*Task statement*
Report each line of the entries below that has the word "positive" in it.

Top of Records provided

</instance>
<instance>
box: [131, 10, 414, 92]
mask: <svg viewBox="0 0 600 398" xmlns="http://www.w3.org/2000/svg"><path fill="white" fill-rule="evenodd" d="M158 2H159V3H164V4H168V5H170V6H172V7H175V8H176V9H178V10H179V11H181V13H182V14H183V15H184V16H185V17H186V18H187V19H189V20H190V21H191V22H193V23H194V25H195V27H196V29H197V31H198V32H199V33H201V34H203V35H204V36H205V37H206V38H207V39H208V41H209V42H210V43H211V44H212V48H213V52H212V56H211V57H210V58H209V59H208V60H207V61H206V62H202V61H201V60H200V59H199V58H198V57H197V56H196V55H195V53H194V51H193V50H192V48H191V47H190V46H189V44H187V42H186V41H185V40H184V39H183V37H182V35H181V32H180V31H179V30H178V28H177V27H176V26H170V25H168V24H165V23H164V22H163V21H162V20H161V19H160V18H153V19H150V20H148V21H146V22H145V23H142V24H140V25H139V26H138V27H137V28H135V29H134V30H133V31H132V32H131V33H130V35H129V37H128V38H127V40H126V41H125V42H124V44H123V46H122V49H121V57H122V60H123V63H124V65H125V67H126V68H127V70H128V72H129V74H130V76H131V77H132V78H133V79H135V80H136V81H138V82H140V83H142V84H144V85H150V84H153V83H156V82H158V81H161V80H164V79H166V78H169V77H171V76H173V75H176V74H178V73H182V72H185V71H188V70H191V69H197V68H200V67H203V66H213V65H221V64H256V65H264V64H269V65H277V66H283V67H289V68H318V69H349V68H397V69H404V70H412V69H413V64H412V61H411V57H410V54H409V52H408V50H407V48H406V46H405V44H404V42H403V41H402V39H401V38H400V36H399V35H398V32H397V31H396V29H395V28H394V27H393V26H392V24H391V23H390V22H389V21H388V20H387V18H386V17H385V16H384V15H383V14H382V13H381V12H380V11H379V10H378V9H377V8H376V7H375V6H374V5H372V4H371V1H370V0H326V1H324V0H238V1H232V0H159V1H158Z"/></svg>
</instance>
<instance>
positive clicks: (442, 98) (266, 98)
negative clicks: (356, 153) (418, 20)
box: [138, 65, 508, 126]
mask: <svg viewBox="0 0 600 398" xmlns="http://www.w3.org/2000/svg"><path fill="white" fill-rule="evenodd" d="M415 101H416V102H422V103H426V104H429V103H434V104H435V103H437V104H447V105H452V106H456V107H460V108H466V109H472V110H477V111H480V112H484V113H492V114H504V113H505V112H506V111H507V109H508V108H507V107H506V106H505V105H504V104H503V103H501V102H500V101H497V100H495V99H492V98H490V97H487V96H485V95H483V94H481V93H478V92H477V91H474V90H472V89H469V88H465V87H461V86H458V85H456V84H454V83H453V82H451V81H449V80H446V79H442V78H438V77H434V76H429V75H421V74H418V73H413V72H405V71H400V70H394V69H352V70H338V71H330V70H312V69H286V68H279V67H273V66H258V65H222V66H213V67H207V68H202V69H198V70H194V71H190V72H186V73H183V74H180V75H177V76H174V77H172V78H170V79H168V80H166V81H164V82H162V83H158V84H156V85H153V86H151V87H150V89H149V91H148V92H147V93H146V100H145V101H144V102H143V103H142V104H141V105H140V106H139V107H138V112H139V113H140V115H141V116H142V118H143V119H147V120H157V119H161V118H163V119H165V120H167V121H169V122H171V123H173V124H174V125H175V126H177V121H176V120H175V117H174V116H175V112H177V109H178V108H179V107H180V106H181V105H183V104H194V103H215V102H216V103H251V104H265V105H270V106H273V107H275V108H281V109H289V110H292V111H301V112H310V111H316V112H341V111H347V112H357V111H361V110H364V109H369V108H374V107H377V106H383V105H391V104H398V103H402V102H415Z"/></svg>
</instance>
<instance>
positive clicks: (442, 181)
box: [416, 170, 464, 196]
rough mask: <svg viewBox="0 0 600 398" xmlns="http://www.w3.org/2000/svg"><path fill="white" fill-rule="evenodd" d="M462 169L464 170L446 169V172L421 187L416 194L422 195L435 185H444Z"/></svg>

Bottom of Records provided

*Solution for this task*
positive clicks: (442, 98) (266, 98)
positive clicks: (442, 181)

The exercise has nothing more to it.